**Records provided:**
>>

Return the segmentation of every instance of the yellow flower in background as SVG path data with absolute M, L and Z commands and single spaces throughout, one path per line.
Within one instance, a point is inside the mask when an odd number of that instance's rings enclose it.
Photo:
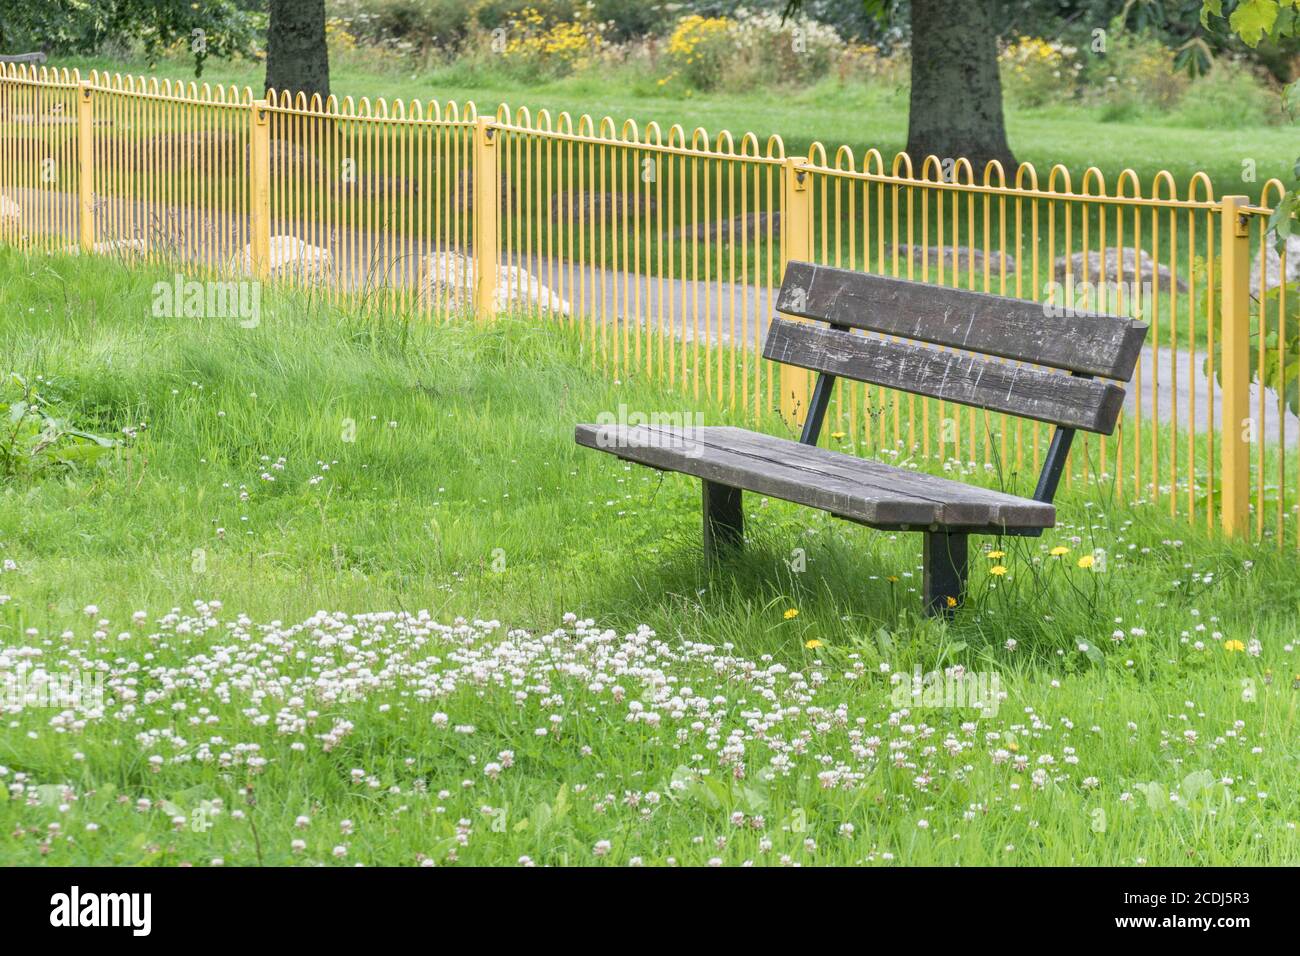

<<
>>

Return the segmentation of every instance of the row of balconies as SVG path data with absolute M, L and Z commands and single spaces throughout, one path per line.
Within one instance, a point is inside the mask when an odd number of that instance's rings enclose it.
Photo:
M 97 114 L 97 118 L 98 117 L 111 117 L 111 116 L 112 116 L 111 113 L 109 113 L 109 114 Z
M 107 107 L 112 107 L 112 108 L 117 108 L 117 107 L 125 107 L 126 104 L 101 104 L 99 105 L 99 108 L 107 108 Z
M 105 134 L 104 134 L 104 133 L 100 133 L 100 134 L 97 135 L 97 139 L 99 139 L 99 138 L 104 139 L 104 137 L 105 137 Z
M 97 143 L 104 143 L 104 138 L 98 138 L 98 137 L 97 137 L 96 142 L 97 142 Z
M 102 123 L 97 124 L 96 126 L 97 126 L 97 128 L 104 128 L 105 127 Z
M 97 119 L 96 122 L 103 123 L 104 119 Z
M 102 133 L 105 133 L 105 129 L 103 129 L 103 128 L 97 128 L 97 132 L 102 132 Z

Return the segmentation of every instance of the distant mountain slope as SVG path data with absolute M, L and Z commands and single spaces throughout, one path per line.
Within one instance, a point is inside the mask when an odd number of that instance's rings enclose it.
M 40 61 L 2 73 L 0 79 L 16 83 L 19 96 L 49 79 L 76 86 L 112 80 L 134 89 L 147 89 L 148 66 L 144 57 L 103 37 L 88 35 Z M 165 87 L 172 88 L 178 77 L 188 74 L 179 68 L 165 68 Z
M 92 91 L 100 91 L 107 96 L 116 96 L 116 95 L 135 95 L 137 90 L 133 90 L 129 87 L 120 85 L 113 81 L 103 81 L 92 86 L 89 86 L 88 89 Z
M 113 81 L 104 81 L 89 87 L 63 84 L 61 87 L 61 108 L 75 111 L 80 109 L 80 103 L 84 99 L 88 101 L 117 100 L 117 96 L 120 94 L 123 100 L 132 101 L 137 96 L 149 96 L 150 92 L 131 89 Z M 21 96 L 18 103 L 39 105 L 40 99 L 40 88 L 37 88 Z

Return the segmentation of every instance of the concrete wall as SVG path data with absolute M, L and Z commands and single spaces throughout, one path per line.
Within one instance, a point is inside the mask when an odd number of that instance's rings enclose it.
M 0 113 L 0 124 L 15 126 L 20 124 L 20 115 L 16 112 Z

<<

**Task details:** Counting only lines that contain the word "commands", state how many appear in the entries, and add nothing.

**Exercise answer:** 4